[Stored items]

'''

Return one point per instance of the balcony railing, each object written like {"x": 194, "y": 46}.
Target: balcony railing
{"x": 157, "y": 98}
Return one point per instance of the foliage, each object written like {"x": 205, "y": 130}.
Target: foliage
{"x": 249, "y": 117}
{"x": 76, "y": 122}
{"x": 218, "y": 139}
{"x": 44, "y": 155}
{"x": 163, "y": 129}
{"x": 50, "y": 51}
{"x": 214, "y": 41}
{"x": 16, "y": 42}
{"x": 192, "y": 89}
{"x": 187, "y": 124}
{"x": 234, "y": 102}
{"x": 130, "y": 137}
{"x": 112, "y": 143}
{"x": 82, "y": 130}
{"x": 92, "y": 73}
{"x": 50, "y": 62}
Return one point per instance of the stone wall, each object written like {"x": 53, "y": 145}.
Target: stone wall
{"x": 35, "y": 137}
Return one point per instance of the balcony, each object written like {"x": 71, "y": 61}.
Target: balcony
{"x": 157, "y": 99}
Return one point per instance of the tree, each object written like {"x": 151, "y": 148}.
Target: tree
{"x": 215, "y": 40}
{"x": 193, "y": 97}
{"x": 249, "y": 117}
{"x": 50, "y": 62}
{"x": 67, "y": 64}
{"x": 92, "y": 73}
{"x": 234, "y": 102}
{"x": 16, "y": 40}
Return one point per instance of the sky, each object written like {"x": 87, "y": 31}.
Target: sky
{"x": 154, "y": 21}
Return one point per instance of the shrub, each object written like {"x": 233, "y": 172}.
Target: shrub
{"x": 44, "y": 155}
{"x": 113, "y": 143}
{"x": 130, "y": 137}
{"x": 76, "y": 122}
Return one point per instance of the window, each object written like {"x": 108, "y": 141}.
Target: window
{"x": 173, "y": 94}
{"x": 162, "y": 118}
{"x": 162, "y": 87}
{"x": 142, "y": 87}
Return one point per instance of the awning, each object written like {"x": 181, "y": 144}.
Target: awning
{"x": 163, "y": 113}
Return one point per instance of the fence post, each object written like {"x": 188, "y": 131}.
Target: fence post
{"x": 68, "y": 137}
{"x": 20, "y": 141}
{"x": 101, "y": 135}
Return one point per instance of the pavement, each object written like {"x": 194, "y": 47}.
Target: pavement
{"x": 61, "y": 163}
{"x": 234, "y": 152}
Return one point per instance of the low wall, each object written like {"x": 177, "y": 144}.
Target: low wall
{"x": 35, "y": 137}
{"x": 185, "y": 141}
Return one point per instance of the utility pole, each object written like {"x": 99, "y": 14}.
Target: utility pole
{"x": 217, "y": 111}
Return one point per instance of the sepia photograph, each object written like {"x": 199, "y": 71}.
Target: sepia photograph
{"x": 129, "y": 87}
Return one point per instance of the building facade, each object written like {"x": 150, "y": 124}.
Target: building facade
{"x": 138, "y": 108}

'''

TASK DETAILS:
Please give the data again in full, exactly as written.

RESPONSE FOR THIS EXERCISE:
Return one point per instance of the balcony railing, each object written like {"x": 194, "y": 46}.
Target: balcony railing
{"x": 157, "y": 98}
Return one point per instance of the foliage, each object written like {"x": 205, "y": 130}.
Target: foliage
{"x": 249, "y": 117}
{"x": 76, "y": 122}
{"x": 218, "y": 139}
{"x": 44, "y": 155}
{"x": 163, "y": 129}
{"x": 50, "y": 51}
{"x": 214, "y": 41}
{"x": 16, "y": 42}
{"x": 192, "y": 89}
{"x": 187, "y": 124}
{"x": 234, "y": 102}
{"x": 130, "y": 137}
{"x": 112, "y": 143}
{"x": 82, "y": 130}
{"x": 92, "y": 73}
{"x": 50, "y": 62}
Return one point per instance of the stone wall, each object written like {"x": 53, "y": 145}.
Target: stone wall
{"x": 35, "y": 137}
Return one point per instance of the balcony, each object written like {"x": 71, "y": 61}.
Target: balcony
{"x": 157, "y": 99}
Return one point per instance of the tree, each object written like {"x": 151, "y": 148}.
Target: tree
{"x": 215, "y": 40}
{"x": 193, "y": 97}
{"x": 249, "y": 117}
{"x": 50, "y": 62}
{"x": 67, "y": 64}
{"x": 92, "y": 73}
{"x": 234, "y": 102}
{"x": 16, "y": 40}
Return one point per instance of the sky, each object written like {"x": 87, "y": 31}.
Target: sky
{"x": 154, "y": 21}
Return one point per instance of the shrub, each object written like {"x": 233, "y": 172}.
Target: shrub
{"x": 44, "y": 155}
{"x": 113, "y": 143}
{"x": 130, "y": 137}
{"x": 76, "y": 122}
Return one point per instance of the window, each object written like {"x": 108, "y": 141}.
Target: window
{"x": 173, "y": 94}
{"x": 162, "y": 118}
{"x": 162, "y": 87}
{"x": 142, "y": 87}
Return one point per instance of the awning, each object written like {"x": 181, "y": 144}.
Target: awning
{"x": 163, "y": 113}
Return one point per instance of the fence post, each object written like {"x": 188, "y": 131}.
Target: fence post
{"x": 68, "y": 137}
{"x": 20, "y": 141}
{"x": 101, "y": 135}
Return one point per instance of the pavement, each object written like {"x": 194, "y": 47}.
Target: pavement
{"x": 61, "y": 163}
{"x": 234, "y": 152}
Return one point per instance of the low wall, each object written like {"x": 177, "y": 144}.
Target: low wall
{"x": 35, "y": 137}
{"x": 185, "y": 141}
Return one point per instance of the utility pole, each object written like {"x": 99, "y": 14}.
Target: utility pole
{"x": 217, "y": 111}
Return one point per instance of the sepia photograph, each object written like {"x": 199, "y": 71}.
Target: sepia photograph
{"x": 129, "y": 87}
Return one point per instance of the building facade, each object written like {"x": 150, "y": 124}.
Target: building facade
{"x": 138, "y": 108}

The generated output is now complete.